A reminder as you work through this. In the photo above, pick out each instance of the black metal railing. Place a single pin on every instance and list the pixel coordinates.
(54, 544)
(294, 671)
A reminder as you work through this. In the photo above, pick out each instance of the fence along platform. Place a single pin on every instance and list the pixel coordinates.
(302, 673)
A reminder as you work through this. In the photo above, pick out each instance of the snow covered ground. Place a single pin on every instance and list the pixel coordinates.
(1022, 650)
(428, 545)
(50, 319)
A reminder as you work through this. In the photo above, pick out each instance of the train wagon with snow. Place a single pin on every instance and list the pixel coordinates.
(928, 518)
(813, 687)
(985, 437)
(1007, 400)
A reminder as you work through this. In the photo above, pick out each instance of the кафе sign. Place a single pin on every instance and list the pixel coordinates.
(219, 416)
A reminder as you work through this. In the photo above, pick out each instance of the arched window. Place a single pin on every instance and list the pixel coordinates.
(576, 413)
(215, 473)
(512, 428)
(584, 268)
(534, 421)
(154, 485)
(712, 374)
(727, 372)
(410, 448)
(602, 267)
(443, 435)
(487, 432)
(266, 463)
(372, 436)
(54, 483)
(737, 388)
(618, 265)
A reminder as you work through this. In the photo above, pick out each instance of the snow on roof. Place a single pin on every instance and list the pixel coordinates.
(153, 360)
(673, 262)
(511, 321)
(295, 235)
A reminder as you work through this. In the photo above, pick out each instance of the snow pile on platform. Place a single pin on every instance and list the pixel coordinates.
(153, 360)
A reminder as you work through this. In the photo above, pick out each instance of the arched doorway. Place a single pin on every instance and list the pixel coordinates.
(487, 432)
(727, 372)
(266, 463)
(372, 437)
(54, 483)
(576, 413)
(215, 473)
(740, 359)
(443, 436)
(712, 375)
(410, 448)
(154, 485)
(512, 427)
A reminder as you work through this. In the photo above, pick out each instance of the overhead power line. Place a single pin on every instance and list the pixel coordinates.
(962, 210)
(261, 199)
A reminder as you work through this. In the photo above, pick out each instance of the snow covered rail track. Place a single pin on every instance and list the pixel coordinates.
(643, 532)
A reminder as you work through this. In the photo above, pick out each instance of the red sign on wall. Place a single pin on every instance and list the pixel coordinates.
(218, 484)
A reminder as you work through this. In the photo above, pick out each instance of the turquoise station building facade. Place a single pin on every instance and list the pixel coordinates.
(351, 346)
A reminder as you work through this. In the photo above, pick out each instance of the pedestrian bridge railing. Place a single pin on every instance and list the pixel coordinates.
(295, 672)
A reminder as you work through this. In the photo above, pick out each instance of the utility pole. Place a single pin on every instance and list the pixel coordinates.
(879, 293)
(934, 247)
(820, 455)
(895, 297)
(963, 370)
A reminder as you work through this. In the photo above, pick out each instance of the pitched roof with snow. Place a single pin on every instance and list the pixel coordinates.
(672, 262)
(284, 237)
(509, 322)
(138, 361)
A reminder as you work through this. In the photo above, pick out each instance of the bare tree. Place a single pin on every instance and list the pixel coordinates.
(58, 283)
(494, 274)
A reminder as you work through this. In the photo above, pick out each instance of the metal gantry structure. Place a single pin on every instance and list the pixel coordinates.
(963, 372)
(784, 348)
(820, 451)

■ ■ ■ ■

Put the entries, from the start of the entries through the line containing "(1007, 400)", into a two-column CSV with the columns entry_text and answer. Give one row per entry, with each value in a single quoted field and its line breaks replaced by spaces.

* **Final result**
entry_text,answer
"A reminder as you work through this. In the photo above, pick out each instance of the black metal railing. Place a single pin on every instance and list the pixel coordinates.","(54, 544) (294, 671)"
"A reminder as you work through this. In the photo above, pick out each instance of the fence along platform. Place a single pin on every instance and list the pixel coordinates.","(302, 673)"
"A reminder as you work through this. In the photo above, pick out each instance of the snow covered ground. Place a single pin on every instance and list the pixel coordinates.","(1022, 650) (428, 545) (50, 319)"
"A reminder as you work through this. In the photo above, pick out each instance of the train wagon with snow. Place a single pin on every instance and list the pixel coordinates.","(928, 518) (813, 687) (985, 437) (1007, 400)"